■ Given task ■
Transcribe every line of the records verbatim.

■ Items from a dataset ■
----------
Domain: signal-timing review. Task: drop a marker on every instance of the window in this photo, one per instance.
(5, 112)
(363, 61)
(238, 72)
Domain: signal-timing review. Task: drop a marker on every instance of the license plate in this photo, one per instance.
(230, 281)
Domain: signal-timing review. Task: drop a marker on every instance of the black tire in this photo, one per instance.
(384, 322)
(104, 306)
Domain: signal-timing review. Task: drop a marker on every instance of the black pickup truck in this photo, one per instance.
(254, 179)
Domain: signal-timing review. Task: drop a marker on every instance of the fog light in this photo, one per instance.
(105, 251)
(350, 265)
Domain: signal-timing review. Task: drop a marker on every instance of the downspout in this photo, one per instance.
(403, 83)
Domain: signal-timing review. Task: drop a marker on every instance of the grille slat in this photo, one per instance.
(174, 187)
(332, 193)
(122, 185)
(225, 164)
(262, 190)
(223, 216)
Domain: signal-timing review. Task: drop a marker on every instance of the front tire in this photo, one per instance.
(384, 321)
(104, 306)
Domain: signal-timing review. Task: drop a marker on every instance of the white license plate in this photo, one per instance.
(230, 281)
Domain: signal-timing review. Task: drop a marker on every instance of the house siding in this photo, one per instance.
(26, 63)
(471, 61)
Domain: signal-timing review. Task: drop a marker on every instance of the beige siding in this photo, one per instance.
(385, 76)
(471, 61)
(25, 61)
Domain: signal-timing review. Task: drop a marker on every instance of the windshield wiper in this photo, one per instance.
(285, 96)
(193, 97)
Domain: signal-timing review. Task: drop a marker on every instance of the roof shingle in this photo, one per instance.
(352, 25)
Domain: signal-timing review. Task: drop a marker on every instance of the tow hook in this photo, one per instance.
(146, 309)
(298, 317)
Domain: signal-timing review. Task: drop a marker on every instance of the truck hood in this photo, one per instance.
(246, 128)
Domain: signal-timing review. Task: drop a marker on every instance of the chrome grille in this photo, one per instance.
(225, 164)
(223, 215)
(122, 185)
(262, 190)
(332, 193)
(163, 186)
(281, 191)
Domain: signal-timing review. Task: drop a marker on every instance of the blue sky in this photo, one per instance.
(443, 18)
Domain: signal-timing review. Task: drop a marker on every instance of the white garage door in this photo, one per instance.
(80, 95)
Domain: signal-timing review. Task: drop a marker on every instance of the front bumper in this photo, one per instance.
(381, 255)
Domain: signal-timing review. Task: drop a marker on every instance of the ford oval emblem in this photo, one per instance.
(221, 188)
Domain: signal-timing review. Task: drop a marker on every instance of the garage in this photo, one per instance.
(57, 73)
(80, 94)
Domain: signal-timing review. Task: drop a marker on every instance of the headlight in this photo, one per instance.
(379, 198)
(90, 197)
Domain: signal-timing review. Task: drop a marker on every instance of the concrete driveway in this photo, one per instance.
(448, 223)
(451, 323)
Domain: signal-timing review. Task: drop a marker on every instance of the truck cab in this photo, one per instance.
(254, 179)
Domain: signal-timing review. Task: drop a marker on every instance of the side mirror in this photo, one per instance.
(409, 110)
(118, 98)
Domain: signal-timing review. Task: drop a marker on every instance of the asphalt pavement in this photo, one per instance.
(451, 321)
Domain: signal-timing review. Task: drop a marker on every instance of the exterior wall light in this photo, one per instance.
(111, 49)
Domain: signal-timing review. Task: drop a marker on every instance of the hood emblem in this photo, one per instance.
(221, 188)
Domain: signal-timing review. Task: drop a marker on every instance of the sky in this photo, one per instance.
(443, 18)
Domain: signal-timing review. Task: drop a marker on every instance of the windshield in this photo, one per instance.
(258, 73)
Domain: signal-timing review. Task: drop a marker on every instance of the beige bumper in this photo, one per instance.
----------
■ Correct answer ■
Domain: signal-timing review. Task: drop a marker on every instance of the window in this photo, one per instance.
(5, 112)
(363, 61)
(238, 72)
Domain: signal-timing review. Task: drop a marker on every instance of the license plate in this photo, one per instance.
(230, 281)
Domain: signal-timing review. Task: drop a marker on every instance of the black tire in this photo, one per instance.
(384, 322)
(104, 306)
Domain: signal-timing review. Task: drop a marker on every instance of the black pickup truck in this photo, one per instance.
(254, 179)
Domain: signal-timing review. Task: drop a marker on every instance of the fog light in this photo, one per instance.
(105, 251)
(350, 265)
Domain: signal-timing review. Task: drop a marker on every instance of the downspout in this photo, one per instance.
(403, 83)
Domain: signal-timing review. Task: drop a marker on every instance of the grille slat in this photo, one per instance.
(174, 187)
(332, 193)
(122, 185)
(225, 164)
(262, 190)
(223, 216)
Domain: signal-timing review. Task: drop a marker on every instance of the front tire in this photo, one per instance.
(384, 321)
(104, 306)
Domain: signal-timing review. Task: drop a marker on every instance of the white license plate in this photo, one per instance.
(230, 281)
Domain: signal-timing review. Task: drop a marker on every instance of the house siding in this photo, one per instance.
(26, 63)
(471, 61)
Domain: signal-timing review. Task: drop a marker on every instance of the beige siding in this photo, one per instance.
(385, 76)
(471, 61)
(25, 61)
Domain: signal-timing review. Task: drop a marker on every instance of the windshield wiper in this photo, one per instance.
(285, 96)
(193, 97)
Domain: signal-timing review. Task: drop a marker on every instance of the roof shingle in this photo, one per instance.
(352, 25)
Domain: signal-timing review. Task: drop a marker on every instance of the tow hook in this photo, one per instance.
(146, 309)
(298, 317)
Domain: signal-timing review. Task: drop a marker on every instance of the truck hood in this photo, one per instance.
(246, 128)
Domain: signal-timing review. Task: drop a marker on every instance of the chrome grille in this photo, one per instance.
(225, 164)
(223, 215)
(122, 185)
(262, 190)
(332, 193)
(163, 186)
(281, 191)
Domain: signal-timing review. Task: drop a marker on every instance of the blue sky in this photo, one per instance.
(443, 18)
Domain: signal-timing review. Task: drop a marker on every instance of the white garage door in this photo, one per instance.
(80, 95)
Domain: signal-timing review. Task: drop a marker on every instance of the front bumper in this photo, one per instance.
(381, 255)
Domain: signal-timing review. Task: drop a marker on every instance of the ford oval emblem in this photo, one per instance.
(221, 188)
Domain: signal-timing review. Task: drop a marker on every instance of the garage in this photo, one per instance.
(57, 73)
(80, 94)
Domain: signal-timing review. Task: drop a marker on every instance of the headlight in this photo, one per instance.
(379, 198)
(90, 197)
Domain: signal-timing review. Task: drop a marker on every instance of the concrete driveway in this photo, one per instance.
(448, 223)
(451, 323)
Domain: signal-timing review. Task: drop a marker on every instance of the truck cab in this photo, one per instance.
(254, 179)
Domain: signal-timing review. Task: drop a marker on every instance of the side mirror in this photo, one per instance.
(409, 110)
(118, 98)
Domain: signal-timing review. Task: drop a marker on every instance of the asphalt pavement in this photo, one per instance.
(451, 321)
Domain: signal-timing review. Task: drop a marker on every instance of the exterior wall light in this photo, one per instance.
(111, 49)
Domain: signal-timing review. Task: drop a marker on every instance of the hood emblem in this photo, one per instance.
(221, 188)
Domain: signal-timing review. Task: drop a marker on every instance of the sky in this photo, one per instance.
(443, 18)
Domain: signal-timing review. Task: drop a marker on every instance of the windshield in this photo, one per instance.
(258, 73)
Domain: signal-timing review. Task: drop a marker on every instance of the beige bumper in this photo, one per instance.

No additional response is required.